• [What to work on] Show each line of the data below that contains the word "orange".

• [Dataset extract]
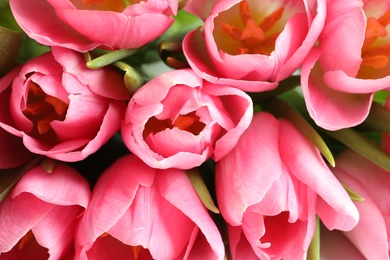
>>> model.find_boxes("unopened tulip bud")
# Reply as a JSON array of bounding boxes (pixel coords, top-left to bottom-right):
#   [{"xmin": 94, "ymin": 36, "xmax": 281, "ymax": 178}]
[{"xmin": 159, "ymin": 39, "xmax": 189, "ymax": 69}]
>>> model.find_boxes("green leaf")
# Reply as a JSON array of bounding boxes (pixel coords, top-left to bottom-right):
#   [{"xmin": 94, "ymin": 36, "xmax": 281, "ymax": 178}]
[
  {"xmin": 87, "ymin": 49, "xmax": 139, "ymax": 69},
  {"xmin": 324, "ymin": 128, "xmax": 390, "ymax": 171},
  {"xmin": 264, "ymin": 98, "xmax": 335, "ymax": 167},
  {"xmin": 342, "ymin": 184, "xmax": 364, "ymax": 202},
  {"xmin": 114, "ymin": 61, "xmax": 145, "ymax": 95},
  {"xmin": 0, "ymin": 26, "xmax": 23, "ymax": 75},
  {"xmin": 306, "ymin": 216, "xmax": 321, "ymax": 260},
  {"xmin": 0, "ymin": 0, "xmax": 22, "ymax": 32},
  {"xmin": 187, "ymin": 170, "xmax": 219, "ymax": 214},
  {"xmin": 359, "ymin": 102, "xmax": 390, "ymax": 132}
]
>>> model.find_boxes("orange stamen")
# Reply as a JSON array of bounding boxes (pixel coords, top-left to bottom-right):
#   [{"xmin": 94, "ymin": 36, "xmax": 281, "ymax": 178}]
[
  {"xmin": 143, "ymin": 111, "xmax": 205, "ymax": 138},
  {"xmin": 260, "ymin": 6, "xmax": 284, "ymax": 31},
  {"xmin": 18, "ymin": 230, "xmax": 34, "ymax": 250},
  {"xmin": 221, "ymin": 0, "xmax": 284, "ymax": 55},
  {"xmin": 362, "ymin": 11, "xmax": 390, "ymax": 69},
  {"xmin": 23, "ymin": 83, "xmax": 68, "ymax": 138}
]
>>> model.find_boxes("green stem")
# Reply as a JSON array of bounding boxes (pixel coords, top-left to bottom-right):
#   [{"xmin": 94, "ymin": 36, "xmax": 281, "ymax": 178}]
[
  {"xmin": 249, "ymin": 76, "xmax": 301, "ymax": 104},
  {"xmin": 264, "ymin": 98, "xmax": 335, "ymax": 167},
  {"xmin": 306, "ymin": 216, "xmax": 320, "ymax": 260},
  {"xmin": 324, "ymin": 128, "xmax": 390, "ymax": 171},
  {"xmin": 358, "ymin": 102, "xmax": 390, "ymax": 132},
  {"xmin": 87, "ymin": 49, "xmax": 138, "ymax": 69}
]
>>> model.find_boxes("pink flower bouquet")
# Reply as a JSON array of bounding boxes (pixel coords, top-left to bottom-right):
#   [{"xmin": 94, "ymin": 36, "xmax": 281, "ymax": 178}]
[{"xmin": 0, "ymin": 0, "xmax": 390, "ymax": 260}]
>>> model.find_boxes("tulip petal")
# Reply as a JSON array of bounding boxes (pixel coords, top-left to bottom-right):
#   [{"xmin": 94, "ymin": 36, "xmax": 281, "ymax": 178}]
[
  {"xmin": 280, "ymin": 121, "xmax": 359, "ymax": 230},
  {"xmin": 10, "ymin": 0, "xmax": 99, "ymax": 52}
]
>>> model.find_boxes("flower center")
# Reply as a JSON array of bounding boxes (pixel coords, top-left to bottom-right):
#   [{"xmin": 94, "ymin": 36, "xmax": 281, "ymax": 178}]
[
  {"xmin": 23, "ymin": 82, "xmax": 68, "ymax": 142},
  {"xmin": 70, "ymin": 0, "xmax": 132, "ymax": 13},
  {"xmin": 358, "ymin": 11, "xmax": 390, "ymax": 78},
  {"xmin": 143, "ymin": 111, "xmax": 206, "ymax": 138},
  {"xmin": 214, "ymin": 0, "xmax": 284, "ymax": 55}
]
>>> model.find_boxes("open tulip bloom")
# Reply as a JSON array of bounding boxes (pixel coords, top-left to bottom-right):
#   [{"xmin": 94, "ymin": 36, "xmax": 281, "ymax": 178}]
[{"xmin": 0, "ymin": 0, "xmax": 390, "ymax": 260}]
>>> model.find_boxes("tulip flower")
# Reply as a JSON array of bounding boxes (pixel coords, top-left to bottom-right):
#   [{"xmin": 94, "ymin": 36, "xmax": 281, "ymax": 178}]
[
  {"xmin": 0, "ymin": 159, "xmax": 90, "ymax": 260},
  {"xmin": 76, "ymin": 155, "xmax": 224, "ymax": 259},
  {"xmin": 183, "ymin": 0, "xmax": 326, "ymax": 92},
  {"xmin": 333, "ymin": 150, "xmax": 390, "ymax": 259},
  {"xmin": 122, "ymin": 69, "xmax": 253, "ymax": 169},
  {"xmin": 301, "ymin": 0, "xmax": 390, "ymax": 130},
  {"xmin": 216, "ymin": 112, "xmax": 359, "ymax": 259},
  {"xmin": 320, "ymin": 227, "xmax": 367, "ymax": 260},
  {"xmin": 0, "ymin": 127, "xmax": 33, "ymax": 169},
  {"xmin": 10, "ymin": 0, "xmax": 178, "ymax": 52},
  {"xmin": 0, "ymin": 47, "xmax": 129, "ymax": 161}
]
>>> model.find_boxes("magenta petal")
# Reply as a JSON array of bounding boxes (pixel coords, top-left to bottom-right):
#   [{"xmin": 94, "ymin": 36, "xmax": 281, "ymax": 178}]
[
  {"xmin": 156, "ymin": 169, "xmax": 224, "ymax": 259},
  {"xmin": 0, "ymin": 163, "xmax": 90, "ymax": 259},
  {"xmin": 183, "ymin": 29, "xmax": 278, "ymax": 92},
  {"xmin": 51, "ymin": 47, "xmax": 130, "ymax": 100},
  {"xmin": 0, "ymin": 193, "xmax": 55, "ymax": 253},
  {"xmin": 76, "ymin": 155, "xmax": 156, "ymax": 255},
  {"xmin": 0, "ymin": 128, "xmax": 33, "ymax": 169},
  {"xmin": 216, "ymin": 113, "xmax": 283, "ymax": 225},
  {"xmin": 280, "ymin": 121, "xmax": 359, "ymax": 230},
  {"xmin": 10, "ymin": 0, "xmax": 99, "ymax": 52},
  {"xmin": 301, "ymin": 49, "xmax": 373, "ymax": 130},
  {"xmin": 320, "ymin": 226, "xmax": 367, "ymax": 260},
  {"xmin": 57, "ymin": 9, "xmax": 173, "ymax": 49}
]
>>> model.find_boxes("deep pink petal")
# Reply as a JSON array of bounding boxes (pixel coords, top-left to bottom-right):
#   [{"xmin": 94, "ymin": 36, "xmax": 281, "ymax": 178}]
[
  {"xmin": 183, "ymin": 29, "xmax": 278, "ymax": 92},
  {"xmin": 216, "ymin": 113, "xmax": 283, "ymax": 225},
  {"xmin": 51, "ymin": 47, "xmax": 130, "ymax": 100},
  {"xmin": 0, "ymin": 163, "xmax": 90, "ymax": 259},
  {"xmin": 11, "ymin": 163, "xmax": 90, "ymax": 208},
  {"xmin": 76, "ymin": 155, "xmax": 156, "ymax": 256},
  {"xmin": 320, "ymin": 226, "xmax": 367, "ymax": 260},
  {"xmin": 157, "ymin": 169, "xmax": 224, "ymax": 259},
  {"xmin": 280, "ymin": 121, "xmax": 359, "ymax": 230},
  {"xmin": 10, "ymin": 0, "xmax": 99, "ymax": 51},
  {"xmin": 301, "ymin": 50, "xmax": 373, "ymax": 130},
  {"xmin": 0, "ymin": 128, "xmax": 33, "ymax": 169},
  {"xmin": 54, "ymin": 6, "xmax": 174, "ymax": 49}
]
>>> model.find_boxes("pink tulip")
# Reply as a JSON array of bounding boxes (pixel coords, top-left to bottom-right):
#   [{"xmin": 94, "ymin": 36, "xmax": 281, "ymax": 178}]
[
  {"xmin": 216, "ymin": 112, "xmax": 359, "ymax": 259},
  {"xmin": 320, "ymin": 226, "xmax": 366, "ymax": 260},
  {"xmin": 76, "ymin": 155, "xmax": 224, "ymax": 260},
  {"xmin": 0, "ymin": 128, "xmax": 33, "ymax": 169},
  {"xmin": 333, "ymin": 150, "xmax": 390, "ymax": 259},
  {"xmin": 0, "ymin": 163, "xmax": 90, "ymax": 260},
  {"xmin": 10, "ymin": 0, "xmax": 178, "ymax": 52},
  {"xmin": 183, "ymin": 0, "xmax": 326, "ymax": 92},
  {"xmin": 0, "ymin": 47, "xmax": 129, "ymax": 161},
  {"xmin": 122, "ymin": 69, "xmax": 253, "ymax": 169},
  {"xmin": 301, "ymin": 0, "xmax": 390, "ymax": 130}
]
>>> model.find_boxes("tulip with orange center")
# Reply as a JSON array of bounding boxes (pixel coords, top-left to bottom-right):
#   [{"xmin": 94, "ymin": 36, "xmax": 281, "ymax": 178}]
[
  {"xmin": 0, "ymin": 47, "xmax": 129, "ymax": 160},
  {"xmin": 301, "ymin": 0, "xmax": 390, "ymax": 130},
  {"xmin": 10, "ymin": 0, "xmax": 178, "ymax": 52},
  {"xmin": 183, "ymin": 0, "xmax": 326, "ymax": 92},
  {"xmin": 121, "ymin": 69, "xmax": 253, "ymax": 169}
]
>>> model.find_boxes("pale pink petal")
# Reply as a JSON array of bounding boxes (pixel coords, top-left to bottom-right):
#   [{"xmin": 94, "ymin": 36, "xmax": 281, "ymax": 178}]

• [Result of this task]
>>> model.find_boxes("orange stamen")
>>> model.find_boxes("tulip with orange center")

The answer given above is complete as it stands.